## 取り組む課題
(A) 『コシ・ファン・トゥッテ』公演の文章から、登場人物の役名と、その役を歌う歌手の名前をすべて挙げてください。
(B) 『コシ・ファン・トゥッテ』公演の文章を、最後の行の次から書き進めてください。

## 提供された文章
---+---

ミラノ新ピッコロ劇場『コシ・ファン・トゥッテ』
●ミラノ・新ピッコロ劇場・日本公演
 2000年11月26日(日)14:00/日生劇場
 モーツァルト作曲・歌劇『コシ・ファン・トゥッテ』
 演出  :ジョルジュ・ストレーレル
     :カルロ・バッティストーニ
 演出補 :マリーズ・フラッシュ
 美術  :エンツィオ・フリジェーリオ
 衣装  :フランカ・スクワルチャッピーノ
 照明  :ジェラルド・モディカ
 指揮  :エンリケ・マッツォーラ
 キャスト
 フィオルディリージ :フィオレッラ・ブラート
 ドラベッラ     :ガブリエッラ・スボルジ
 フェランド     :ヨーナス・カウフマン
 グリエルモ     :ニコラ・リヴァンク
 デスピーナ     :ジャネット・ペリー
 ドン・アルフォンソ :アレクサンダー・マルタ
 オーケストラ    :ミラノ交響楽団「ジョゼッペ・ヴェルディ」

---+---

## 提示資料
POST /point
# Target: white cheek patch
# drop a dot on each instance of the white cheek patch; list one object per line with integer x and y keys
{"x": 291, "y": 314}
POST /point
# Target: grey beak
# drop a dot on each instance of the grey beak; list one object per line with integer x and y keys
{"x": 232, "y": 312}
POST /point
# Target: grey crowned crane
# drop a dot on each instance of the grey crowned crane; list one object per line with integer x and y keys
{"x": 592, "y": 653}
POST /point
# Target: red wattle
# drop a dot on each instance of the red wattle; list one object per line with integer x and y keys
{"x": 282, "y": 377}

---+---

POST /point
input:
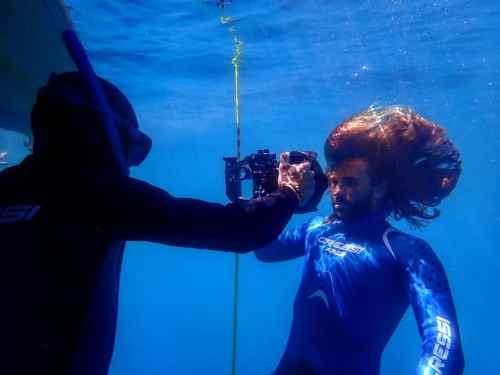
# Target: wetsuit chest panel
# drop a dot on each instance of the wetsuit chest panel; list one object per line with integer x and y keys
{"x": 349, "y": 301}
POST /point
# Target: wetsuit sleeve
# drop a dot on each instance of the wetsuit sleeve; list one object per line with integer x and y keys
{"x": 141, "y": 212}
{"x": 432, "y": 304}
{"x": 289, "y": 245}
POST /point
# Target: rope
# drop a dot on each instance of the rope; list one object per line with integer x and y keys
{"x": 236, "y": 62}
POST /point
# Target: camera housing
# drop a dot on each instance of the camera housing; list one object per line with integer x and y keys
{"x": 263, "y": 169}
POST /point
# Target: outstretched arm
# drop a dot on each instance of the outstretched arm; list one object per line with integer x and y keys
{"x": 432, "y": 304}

---+---

## 課題の解答
(A)
フィオルディリージ:フィオレッラ・ブラート
ドラベッラ:ガブリエッラ・スボルジ
フェランド:ヨーナス・カウフマン
グリエルモ:ニコラ・リヴァンク
デスピーナ:ジャネット・ペリー
ドン・アルフォンソ:アレクサンダー・マルタ

(B)
 合唱        :ミラノ市立音楽学院
            ストレーレル コシ・ファン・トゥッテ合唱団
 合唱指揮      :アルフォンソ・カイアーニ
 チェンバロ     :ハリット・ロウソン

 



今年夏のザルツブルクのコシはノイエンフェルスの空前絶後の演出にあっとびっくり
したが、今日のストレーレルの舞台はとても良かったと思う。ある意味ではもう古き
時代を感じさせてしまうが、個人的にはこういったシンプルで美しい舞台は大好きだ。
背景の空間をスクリーンに見立ててシルエットを多用するなど、とても幻想的だった
し、舞台がクリーンなためかドラマを虚飾なく楽しめた。舞台がシンプルな分、登場
人物のキャラクターが浮き彫りにされて、歌手とオーケストラのアンサンブルが際立
つのだろう。

日生劇場の音響はデッドでやや平面的なので序曲では気になったが、ドラマが始まっ
てからは、とても生き生きとした音楽にのめりこむこととなった。それにしても登場
人物のキャラクターが明確に表現されるのでアンサンブルが実に楽しい。はっきり言
って演出や舞台が良いと、モーツァルトの音楽も益々素晴らしくなるのかと驚いた。
今日のほうがノイエンフェルスのコシよりずっと音楽に忠実と思った。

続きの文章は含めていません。